• BRIEF:
Check each line of the entries for "jacket" and report the ones that have it.

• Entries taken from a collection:
::::::
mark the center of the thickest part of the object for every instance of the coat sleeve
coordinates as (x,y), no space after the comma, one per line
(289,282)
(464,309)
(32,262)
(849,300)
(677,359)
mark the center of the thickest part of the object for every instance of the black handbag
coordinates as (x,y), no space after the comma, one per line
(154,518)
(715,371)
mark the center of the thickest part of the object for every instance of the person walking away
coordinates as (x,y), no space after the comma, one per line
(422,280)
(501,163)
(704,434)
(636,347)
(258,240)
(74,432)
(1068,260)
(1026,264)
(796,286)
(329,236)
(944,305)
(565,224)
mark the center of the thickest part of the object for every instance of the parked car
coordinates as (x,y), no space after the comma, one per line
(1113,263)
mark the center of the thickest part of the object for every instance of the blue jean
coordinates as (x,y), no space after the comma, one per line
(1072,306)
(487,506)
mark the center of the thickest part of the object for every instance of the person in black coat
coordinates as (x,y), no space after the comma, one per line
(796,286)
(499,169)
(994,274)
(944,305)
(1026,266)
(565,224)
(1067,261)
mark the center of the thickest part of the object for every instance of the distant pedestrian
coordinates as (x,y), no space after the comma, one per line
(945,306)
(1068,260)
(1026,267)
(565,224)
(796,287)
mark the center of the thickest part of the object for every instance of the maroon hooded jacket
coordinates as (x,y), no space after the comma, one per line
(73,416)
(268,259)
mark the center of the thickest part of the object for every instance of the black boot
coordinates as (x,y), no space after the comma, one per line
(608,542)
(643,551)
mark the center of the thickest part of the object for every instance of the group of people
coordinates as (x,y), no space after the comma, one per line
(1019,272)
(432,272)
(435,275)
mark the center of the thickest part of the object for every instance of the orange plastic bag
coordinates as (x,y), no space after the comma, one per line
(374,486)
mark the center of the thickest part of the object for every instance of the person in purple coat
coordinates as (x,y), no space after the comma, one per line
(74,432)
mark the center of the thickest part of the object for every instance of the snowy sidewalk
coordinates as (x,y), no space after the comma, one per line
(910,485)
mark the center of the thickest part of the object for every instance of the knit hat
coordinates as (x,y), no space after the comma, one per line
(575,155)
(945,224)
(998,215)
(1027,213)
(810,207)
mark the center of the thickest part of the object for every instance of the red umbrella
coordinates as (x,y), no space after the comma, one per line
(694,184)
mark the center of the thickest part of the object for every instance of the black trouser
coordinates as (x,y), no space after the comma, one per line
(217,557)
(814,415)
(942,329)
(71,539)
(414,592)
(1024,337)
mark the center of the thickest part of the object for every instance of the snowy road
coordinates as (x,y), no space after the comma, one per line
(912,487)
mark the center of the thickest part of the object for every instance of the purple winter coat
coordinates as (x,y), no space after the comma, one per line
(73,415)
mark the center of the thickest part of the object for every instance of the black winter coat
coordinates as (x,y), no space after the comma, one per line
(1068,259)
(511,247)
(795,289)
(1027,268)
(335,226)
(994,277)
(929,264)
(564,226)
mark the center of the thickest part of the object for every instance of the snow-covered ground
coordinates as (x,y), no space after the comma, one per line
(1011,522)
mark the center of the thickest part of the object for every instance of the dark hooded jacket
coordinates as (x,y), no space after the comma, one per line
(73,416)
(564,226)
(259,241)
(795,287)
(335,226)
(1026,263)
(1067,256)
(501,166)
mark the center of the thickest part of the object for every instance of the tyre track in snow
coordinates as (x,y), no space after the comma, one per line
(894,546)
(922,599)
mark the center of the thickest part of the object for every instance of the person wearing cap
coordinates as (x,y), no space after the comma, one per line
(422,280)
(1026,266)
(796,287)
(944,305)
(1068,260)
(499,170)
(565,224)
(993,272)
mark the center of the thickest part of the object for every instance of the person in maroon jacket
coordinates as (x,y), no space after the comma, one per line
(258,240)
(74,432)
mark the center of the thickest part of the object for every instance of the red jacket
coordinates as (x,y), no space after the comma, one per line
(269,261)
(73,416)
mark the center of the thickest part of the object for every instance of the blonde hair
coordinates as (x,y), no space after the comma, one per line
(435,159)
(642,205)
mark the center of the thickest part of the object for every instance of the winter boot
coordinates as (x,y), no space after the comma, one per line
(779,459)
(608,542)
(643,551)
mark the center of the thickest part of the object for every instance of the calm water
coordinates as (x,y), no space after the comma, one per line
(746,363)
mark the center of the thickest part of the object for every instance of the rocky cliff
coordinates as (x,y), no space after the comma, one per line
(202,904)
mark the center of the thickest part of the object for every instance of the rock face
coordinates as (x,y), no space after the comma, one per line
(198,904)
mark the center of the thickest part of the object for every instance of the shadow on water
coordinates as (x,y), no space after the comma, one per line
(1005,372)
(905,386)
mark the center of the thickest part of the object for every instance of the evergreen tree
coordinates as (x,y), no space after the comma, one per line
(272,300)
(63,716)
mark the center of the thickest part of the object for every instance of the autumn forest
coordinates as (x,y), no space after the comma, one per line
::::::
• OUTPUT:
mark the center of the thickest part of the object for every instance of the maroon hooded jacket
mark the center of the thickest part of the object for every instance of the dark hooded jacket
mark the center of the thickest part of the object for every instance of the person in maroon jacket
mark the center of the thickest part of the object for every instance of the red jacket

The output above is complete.